• _AIM_
List every line of the source data below that contains the word "white", copying each such line in full.

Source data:
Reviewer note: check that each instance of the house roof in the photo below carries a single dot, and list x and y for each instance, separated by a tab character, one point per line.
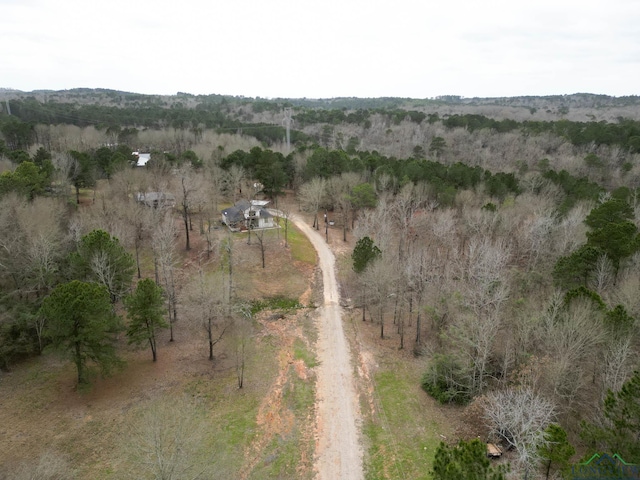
143	158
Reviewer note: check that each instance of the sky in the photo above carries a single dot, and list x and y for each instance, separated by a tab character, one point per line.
323	48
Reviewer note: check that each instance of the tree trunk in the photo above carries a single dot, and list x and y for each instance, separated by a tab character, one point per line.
79	364
185	216
152	344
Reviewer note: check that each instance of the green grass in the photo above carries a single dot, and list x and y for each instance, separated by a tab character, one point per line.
301	248
285	453
403	439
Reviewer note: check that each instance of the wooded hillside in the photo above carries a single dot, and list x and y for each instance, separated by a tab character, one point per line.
505	233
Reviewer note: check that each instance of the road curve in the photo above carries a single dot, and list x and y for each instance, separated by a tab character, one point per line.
338	448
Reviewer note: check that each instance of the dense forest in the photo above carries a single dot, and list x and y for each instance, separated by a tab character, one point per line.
497	239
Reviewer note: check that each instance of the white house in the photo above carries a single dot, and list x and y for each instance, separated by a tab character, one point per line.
143	158
245	214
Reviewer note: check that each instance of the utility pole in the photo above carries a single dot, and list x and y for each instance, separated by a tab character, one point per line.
287	123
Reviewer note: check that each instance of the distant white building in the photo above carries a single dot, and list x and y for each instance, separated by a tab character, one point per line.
156	199
143	158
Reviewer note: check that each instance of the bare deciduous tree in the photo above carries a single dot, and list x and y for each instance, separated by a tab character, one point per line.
207	300
519	417
311	195
163	245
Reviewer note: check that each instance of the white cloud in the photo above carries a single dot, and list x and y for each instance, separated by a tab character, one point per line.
324	48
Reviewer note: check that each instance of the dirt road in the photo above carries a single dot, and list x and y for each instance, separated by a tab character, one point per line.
338	448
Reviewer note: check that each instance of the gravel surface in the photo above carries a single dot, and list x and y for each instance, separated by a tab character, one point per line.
338	448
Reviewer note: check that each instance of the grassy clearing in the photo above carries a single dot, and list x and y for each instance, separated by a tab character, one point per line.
301	248
404	436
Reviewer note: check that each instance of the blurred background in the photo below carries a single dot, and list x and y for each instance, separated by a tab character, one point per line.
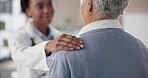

• _ANSWER IN FULL_
Reviewer note: check that each instance of the white house in the photo above carries a single dot, and list x and y for each instance, separated by a tab character, one point per line.
Reviewer note: check that each instance of the distant white building in the photo above carries a single dot, and list x and y for each instance, separated by a tab character, one point per line.
Reviewer note: check that each instance of the white cloud in the photo above carries a single dot, and list x and y for each instance, separated by a tab character, one point per line.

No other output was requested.